**GIVEN REQUEST**: Report each line in the entries below that contains the string "rear", copying every such line in full.
════════════════════
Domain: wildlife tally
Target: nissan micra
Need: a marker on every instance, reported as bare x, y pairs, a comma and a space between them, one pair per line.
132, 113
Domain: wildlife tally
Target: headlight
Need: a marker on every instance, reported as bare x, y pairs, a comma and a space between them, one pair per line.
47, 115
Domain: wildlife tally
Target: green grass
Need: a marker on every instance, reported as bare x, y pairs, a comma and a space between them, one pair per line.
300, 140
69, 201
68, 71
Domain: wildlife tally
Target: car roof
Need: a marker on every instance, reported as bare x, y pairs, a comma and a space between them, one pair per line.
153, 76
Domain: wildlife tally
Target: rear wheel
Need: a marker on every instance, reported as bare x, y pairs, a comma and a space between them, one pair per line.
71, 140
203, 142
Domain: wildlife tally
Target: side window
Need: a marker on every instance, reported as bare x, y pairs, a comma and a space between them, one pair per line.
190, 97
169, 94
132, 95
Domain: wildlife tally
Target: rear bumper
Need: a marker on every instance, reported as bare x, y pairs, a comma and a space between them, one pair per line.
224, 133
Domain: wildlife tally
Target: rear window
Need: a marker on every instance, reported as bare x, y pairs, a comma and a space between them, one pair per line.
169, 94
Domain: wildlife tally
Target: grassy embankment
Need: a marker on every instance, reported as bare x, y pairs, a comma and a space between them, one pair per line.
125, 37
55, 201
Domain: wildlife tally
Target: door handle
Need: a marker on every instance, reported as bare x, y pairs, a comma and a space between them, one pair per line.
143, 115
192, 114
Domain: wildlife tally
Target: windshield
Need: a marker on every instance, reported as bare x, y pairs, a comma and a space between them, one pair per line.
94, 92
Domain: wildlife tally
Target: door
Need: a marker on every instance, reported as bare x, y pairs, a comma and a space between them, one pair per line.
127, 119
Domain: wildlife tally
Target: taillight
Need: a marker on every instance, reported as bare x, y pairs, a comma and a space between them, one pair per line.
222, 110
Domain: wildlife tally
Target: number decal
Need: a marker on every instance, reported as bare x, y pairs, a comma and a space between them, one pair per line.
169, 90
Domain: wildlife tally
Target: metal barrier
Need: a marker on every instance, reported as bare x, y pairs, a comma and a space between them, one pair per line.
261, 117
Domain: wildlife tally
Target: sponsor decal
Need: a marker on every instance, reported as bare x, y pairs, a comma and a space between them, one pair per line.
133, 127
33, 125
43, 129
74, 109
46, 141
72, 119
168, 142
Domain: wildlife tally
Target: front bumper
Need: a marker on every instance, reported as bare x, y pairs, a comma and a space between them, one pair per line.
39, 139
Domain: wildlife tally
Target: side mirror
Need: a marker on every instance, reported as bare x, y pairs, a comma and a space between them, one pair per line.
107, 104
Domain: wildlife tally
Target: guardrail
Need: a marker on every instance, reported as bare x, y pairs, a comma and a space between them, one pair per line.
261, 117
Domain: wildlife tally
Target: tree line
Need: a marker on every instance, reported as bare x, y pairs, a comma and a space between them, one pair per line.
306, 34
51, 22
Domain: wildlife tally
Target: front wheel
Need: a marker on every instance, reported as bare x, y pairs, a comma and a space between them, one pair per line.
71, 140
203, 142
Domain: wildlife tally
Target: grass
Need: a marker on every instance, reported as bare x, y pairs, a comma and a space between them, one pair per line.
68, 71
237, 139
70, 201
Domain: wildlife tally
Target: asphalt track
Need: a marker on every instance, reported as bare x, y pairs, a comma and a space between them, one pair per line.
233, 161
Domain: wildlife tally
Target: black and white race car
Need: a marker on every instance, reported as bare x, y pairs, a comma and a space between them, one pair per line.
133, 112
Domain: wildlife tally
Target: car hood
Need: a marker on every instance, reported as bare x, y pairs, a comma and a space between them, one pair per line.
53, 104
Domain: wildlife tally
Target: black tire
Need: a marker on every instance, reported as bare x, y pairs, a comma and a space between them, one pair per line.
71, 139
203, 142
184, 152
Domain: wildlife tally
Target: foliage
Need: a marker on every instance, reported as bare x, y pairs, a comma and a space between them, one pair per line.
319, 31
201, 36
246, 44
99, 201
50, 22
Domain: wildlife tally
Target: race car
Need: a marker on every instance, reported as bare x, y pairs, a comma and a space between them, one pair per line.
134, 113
════════════════════
**WRITTEN ANSWER**:
Target: rear wheel
Target: rear bumper
Target: rear window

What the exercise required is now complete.